▶ **Input material**
>>>
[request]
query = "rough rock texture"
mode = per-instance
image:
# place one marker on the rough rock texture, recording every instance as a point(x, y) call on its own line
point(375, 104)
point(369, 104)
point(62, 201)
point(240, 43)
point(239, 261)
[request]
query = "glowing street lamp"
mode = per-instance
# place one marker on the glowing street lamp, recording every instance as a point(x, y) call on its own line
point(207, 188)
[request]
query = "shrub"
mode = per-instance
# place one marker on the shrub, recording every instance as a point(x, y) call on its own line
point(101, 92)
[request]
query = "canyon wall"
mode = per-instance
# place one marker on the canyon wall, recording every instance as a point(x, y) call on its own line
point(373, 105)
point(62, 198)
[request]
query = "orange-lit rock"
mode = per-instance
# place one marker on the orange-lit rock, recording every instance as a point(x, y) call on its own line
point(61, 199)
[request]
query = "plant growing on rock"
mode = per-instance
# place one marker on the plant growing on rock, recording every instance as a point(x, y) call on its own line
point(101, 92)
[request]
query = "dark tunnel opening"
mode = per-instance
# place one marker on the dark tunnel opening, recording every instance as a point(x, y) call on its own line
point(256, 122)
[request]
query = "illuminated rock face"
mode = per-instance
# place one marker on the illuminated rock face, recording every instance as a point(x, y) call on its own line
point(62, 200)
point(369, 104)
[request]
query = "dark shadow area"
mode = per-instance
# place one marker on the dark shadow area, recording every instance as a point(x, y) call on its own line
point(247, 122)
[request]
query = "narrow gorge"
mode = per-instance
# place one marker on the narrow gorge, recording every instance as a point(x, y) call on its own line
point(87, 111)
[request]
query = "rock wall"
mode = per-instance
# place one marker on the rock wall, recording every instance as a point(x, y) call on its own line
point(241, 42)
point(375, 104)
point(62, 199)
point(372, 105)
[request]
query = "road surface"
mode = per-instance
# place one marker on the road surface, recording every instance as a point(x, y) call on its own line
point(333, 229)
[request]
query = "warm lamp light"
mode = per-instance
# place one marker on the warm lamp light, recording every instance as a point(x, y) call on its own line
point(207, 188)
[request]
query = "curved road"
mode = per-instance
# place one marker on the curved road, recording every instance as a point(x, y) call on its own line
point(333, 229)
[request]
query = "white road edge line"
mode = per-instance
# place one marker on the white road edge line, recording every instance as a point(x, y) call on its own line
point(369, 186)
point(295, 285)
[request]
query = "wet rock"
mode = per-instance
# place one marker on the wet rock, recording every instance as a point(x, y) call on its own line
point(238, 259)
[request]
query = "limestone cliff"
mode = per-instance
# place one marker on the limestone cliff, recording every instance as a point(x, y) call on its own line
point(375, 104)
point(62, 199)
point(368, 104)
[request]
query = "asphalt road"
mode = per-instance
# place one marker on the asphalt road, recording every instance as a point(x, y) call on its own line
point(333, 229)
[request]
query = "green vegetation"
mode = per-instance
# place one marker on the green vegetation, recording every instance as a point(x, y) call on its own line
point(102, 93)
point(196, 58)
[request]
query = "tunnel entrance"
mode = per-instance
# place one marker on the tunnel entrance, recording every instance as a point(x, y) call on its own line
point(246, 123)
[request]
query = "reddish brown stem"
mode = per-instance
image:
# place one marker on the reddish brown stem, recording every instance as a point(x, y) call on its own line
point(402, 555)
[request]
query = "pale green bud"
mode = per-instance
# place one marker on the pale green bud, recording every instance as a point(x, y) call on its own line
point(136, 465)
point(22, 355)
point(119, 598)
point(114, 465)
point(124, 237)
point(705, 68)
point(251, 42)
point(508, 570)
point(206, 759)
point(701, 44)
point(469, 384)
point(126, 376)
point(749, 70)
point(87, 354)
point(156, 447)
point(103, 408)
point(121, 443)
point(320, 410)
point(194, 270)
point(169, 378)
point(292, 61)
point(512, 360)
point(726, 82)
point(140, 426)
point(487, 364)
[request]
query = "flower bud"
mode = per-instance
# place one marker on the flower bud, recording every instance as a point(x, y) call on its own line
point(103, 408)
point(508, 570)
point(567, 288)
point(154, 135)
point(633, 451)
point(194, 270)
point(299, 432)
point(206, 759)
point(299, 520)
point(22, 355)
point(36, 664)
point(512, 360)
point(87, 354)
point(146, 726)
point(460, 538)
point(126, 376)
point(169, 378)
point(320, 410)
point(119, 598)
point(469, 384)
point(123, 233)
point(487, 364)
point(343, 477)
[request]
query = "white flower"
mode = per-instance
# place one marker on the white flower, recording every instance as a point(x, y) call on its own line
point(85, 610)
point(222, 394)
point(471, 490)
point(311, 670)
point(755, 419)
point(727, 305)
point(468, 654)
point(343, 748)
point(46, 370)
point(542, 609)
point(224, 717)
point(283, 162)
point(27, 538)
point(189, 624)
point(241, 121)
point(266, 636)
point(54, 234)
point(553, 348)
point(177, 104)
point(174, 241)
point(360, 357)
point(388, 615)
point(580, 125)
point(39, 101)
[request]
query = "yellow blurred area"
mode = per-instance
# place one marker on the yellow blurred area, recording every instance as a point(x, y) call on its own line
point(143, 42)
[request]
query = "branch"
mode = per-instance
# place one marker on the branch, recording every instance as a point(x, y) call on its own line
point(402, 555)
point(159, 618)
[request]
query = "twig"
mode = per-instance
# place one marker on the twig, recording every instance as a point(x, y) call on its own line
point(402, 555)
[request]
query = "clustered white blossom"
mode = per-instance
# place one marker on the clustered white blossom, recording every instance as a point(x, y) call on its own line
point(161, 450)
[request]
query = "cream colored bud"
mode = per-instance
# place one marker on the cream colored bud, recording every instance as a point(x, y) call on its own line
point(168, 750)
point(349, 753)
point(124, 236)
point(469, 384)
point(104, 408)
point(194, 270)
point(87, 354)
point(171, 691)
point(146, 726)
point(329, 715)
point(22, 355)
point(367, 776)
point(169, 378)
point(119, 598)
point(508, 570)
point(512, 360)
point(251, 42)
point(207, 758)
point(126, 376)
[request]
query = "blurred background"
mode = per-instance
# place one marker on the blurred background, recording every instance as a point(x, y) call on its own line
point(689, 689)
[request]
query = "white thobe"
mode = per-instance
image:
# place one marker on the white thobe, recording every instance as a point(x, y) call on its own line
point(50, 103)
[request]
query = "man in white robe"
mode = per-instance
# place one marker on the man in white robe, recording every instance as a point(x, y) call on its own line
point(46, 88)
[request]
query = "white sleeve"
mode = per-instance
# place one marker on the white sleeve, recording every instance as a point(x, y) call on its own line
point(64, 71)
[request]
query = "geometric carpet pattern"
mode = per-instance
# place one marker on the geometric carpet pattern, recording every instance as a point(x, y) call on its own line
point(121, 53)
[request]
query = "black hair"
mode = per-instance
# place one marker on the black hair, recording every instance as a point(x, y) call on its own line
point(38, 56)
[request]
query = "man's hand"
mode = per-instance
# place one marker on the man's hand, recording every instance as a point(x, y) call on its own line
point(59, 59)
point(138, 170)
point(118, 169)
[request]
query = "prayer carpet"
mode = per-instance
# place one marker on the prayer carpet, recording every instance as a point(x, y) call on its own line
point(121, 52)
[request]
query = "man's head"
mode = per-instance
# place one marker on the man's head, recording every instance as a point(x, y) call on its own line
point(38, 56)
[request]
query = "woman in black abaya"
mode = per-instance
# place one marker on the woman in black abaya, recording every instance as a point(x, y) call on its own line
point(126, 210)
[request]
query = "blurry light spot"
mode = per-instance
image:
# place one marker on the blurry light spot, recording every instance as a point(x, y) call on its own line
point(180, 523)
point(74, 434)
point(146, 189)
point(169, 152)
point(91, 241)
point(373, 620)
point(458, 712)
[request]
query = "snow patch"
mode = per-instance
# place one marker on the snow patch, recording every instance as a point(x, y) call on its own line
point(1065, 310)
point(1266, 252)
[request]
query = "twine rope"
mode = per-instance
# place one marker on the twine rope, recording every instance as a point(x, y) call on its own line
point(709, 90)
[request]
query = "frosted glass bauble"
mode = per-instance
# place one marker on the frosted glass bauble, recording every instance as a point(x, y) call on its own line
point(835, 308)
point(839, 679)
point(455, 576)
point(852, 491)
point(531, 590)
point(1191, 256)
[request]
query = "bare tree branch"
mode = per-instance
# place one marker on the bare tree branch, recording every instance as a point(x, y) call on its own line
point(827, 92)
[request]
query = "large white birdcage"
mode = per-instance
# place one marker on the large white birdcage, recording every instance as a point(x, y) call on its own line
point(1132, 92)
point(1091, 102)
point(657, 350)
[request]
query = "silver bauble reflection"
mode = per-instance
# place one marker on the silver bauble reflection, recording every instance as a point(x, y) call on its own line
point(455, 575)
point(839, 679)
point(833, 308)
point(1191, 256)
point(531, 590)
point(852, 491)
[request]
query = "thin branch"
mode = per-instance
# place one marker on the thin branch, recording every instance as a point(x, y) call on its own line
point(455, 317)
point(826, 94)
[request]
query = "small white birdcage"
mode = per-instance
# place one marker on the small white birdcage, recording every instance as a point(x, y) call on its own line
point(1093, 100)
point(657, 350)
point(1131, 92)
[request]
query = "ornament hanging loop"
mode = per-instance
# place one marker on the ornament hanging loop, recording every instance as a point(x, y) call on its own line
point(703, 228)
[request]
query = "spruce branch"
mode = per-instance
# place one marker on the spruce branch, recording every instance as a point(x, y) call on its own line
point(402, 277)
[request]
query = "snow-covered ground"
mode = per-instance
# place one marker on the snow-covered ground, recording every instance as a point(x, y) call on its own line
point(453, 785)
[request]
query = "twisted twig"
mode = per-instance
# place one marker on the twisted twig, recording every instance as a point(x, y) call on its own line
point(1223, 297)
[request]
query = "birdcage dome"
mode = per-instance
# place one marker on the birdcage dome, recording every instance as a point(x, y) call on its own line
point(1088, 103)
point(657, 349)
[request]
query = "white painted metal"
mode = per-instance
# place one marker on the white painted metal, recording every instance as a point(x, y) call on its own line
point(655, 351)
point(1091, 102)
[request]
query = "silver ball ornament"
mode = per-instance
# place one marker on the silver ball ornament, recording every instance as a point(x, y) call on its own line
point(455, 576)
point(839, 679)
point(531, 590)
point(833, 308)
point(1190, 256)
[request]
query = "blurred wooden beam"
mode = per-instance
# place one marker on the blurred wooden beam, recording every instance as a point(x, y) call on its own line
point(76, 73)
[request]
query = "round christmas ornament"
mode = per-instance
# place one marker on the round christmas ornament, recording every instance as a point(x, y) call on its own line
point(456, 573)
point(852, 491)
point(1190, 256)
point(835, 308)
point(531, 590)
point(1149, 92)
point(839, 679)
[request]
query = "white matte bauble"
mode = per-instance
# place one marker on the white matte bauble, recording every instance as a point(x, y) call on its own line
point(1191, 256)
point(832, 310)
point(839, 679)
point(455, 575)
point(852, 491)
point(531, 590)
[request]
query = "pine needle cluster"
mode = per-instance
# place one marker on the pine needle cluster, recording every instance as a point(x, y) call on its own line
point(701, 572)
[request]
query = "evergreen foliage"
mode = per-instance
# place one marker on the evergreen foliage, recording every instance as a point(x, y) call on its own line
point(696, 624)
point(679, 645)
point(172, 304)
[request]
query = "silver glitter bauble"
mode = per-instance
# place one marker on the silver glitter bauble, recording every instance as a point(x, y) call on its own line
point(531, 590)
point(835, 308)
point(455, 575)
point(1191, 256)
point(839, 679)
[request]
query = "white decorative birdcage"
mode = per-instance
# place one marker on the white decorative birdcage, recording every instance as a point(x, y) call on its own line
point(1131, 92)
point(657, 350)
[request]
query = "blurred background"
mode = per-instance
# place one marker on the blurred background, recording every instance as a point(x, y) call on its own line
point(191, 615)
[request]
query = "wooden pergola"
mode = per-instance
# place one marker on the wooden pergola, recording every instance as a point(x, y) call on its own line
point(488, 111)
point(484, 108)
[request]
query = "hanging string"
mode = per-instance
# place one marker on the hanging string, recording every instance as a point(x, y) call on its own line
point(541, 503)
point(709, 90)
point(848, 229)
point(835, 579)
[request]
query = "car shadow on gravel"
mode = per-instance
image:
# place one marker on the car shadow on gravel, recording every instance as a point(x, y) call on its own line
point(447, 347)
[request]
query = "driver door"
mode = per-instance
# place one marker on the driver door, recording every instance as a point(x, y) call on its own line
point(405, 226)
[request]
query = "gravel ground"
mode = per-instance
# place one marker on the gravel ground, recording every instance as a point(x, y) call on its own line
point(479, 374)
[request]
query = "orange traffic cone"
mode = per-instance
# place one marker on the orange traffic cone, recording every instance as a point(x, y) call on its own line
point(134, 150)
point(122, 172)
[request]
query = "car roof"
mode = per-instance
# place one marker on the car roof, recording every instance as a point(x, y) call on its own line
<<<
▶ **Instructions to follow**
Whenever a line above includes the string "roof", copy it.

▶ **Exercise result**
query = "car roof"
# place one marker on the car roof, recording every instance as a point(x, y) call on its own line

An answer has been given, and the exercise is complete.